> **DOCUMENT EXCERPT**
= = =

Project

General

Profile

Actions

Feature #4890

closed

Enumerable#lazy

Added by yhara (Yutaka HARA) over 13 years ago. Updated over 12 years ago.

Status:
Closed
Target version:
[ruby-core:37164]

Description

=begin
= Example
Print first 100 primes which are in form of n^2+1

require 'prime'
INFINITY = 1.0 / 0
p (1..INFINITY).lazy.map{|n| n**2+1}.select{|m| m.prime?}.take(100)

(Example taken from enumerable_lz; thanks @antimon2)

= Description

Enumerable#lazy returns an instance of Enumerable::Lazy.
This is the only method added to the existing bulit-in classes.

Lazy is a subclass of Enumerator, which includes Enumerable.
So you can call any methods of Enumerable on Lazy, except methods like
map, select, etc. are redefined as 'lazy' versions.

= Sample implementation

((URL:https://gist.github.com/1028609))
(also attached to this ticket)

=end


Files

lazy.rb (3.85 KB) lazy.rb yhara (Yutaka HARA), 06/16/2011 07:23 PM

Related issues 3 (0 open3 closed)

= = =

> **PROVIDED MATERIAL**
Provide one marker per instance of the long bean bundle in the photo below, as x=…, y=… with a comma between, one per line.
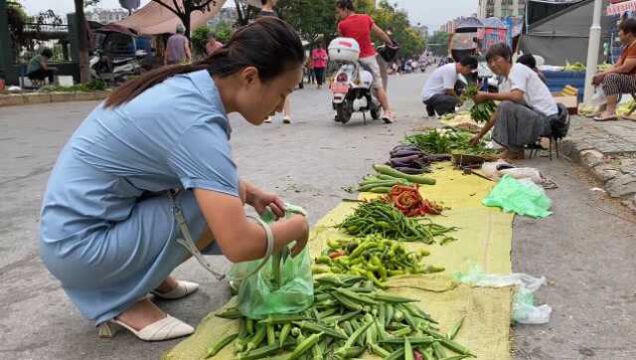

= = =

Reproduce the Enumerable#lazy feature ticket in full, with no changes.

Project

General

Profile

Actions

Feature #4890

closed

Enumerable#lazy

Added by yhara (Yutaka HARA) over 13 years ago. Updated over 12 years ago.

Status:
Closed
Target version:
[ruby-core:37164]

Description

=begin
= Example
Print first 100 primes which are in form of n^2+1

require 'prime'
INFINITY = 1.0 / 0
p (1..INFINITY).lazy.map{|n| n**2+1}.select{|m| m.prime?}.take(100)

(Example taken from enumerable_lz; thanks @antimon2)

= Description

Enumerable#lazy returns an instance of Enumerable::Lazy.
This is the only method added to the existing bulit-in classes.

Lazy is a subclass of Enumerator, which includes Enumerable.
So you can call any methods of Enumerable on Lazy, except methods like
map, select, etc. are redefined as 'lazy' versions.

= Sample implementation

((URL:https://gist.github.com/1028609))
(also attached to this ticket)

=end


Files

lazy.rb (3.85 KB) lazy.rb yhara (Yutaka HARA), 06/16/2011 07:23 PM

Related issues 3 (0 open3 closed)